--- Start Exercise materials ---
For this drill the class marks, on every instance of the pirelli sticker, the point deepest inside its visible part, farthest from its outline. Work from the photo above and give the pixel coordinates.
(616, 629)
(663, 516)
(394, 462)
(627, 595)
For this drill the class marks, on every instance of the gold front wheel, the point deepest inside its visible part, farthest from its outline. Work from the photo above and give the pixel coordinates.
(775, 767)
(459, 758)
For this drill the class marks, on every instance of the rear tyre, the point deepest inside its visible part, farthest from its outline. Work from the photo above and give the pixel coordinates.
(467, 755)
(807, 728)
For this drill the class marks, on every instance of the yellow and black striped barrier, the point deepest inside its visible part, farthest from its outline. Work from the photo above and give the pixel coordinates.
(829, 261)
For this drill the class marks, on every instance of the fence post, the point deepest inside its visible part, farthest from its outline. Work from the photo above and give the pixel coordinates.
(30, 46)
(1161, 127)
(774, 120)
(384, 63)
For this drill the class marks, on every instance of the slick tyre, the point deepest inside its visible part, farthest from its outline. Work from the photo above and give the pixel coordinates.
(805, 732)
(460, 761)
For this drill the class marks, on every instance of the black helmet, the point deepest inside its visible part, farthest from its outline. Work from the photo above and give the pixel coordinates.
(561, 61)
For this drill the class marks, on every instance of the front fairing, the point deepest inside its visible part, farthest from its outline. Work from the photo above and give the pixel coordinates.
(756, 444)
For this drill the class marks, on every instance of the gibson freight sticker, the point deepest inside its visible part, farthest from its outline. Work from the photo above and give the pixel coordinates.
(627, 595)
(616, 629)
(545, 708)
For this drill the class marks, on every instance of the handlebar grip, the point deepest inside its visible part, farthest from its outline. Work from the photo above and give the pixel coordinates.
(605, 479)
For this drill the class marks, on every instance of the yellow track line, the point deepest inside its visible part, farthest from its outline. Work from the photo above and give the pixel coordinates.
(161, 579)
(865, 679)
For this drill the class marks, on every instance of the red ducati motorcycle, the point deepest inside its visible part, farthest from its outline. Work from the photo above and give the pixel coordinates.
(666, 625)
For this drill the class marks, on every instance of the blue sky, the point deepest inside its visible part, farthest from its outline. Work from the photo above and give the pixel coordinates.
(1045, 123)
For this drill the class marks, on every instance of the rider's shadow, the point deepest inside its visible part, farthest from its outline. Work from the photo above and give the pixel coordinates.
--- End Exercise materials ---
▶ _Exercise aim_
Retype the listing above in full, with no alterations.

▶ _Result for this exercise_
For this drill the class marks, on every instance of the pirelli sticker, the point deepest inside its visible part, farthest from its outline. Work from the photo above and give the pixel coordinates.
(616, 629)
(663, 516)
(394, 462)
(627, 595)
For this drill the class marks, on every instance of the gold front wheel, the point deepest inside its visible part, farthest from its outline. Work from the photo above and give the pixel coordinates.
(775, 767)
(459, 758)
For this drill the class marks, on every instance of the rear tyre, the point deepest inside its visible part, farthest from its outline. Work from the photo above and give the pixel coordinates.
(467, 755)
(807, 728)
For this drill the class marks, on every instance of the yellow and black striped barrier, the point deepest inside its visible part, farthest from its outline. Work from the photo above and give the pixel coordinates.
(829, 261)
For this drill the class marks, on every instance of the fence post, the point deepest inside its visible part, farthest from its outline. Work from the photo above and give the pixel coordinates.
(30, 46)
(1161, 127)
(774, 120)
(384, 63)
For this drill the class marks, on every instance of the slick tyre, the point deepest inside its visible part, farthest from its outline. Work from the photo above and give the pixel coordinates.
(805, 732)
(460, 761)
For this drill the class marks, on every instance of the black helmet, the point deepest inside its visible part, farthest from its outline. Work from the photo above and give the pixel coordinates.
(561, 61)
For this drill the class marks, on every instance of the front fairing, the point deepest inside its visible part, farthest from its outline. Work from the photo above and give the pixel coordinates.
(756, 444)
For this drill the class marks, on every instance of the gibson freight sticker, the point deepest inside its visible part, farthest from its outline. Work from the photo above and give the pixel coordinates.
(627, 595)
(616, 629)
(545, 708)
For this drill the class marks, on every instance of the handlebar grip, the point deepest inside its visible part, farthest from its outline. Work from the photo above and give the pixel coordinates.
(605, 479)
For this drill the class marks, on every instance of the yellow track line, the point deepest inside its visible part, farthest from its outline. Work from the photo above and give the pixel coordinates.
(161, 579)
(865, 679)
For this drill the class marks, on every instance of the red ducati motorcycle, the point deepest inside its visible part, farthest from its outline. Work from the photo above and give the pixel coordinates.
(666, 625)
For this drill the class marks, on every instance of the blue sky, the point deepest inside its visible part, farthest from its outline. Work from the photo above and give the pixel coordinates.
(1045, 123)
For this drill the class marks, on every instance of the rider's shadow, the point deepest inside its visible part, farthest from its outline. Work from the photo above and give the pixel coordinates.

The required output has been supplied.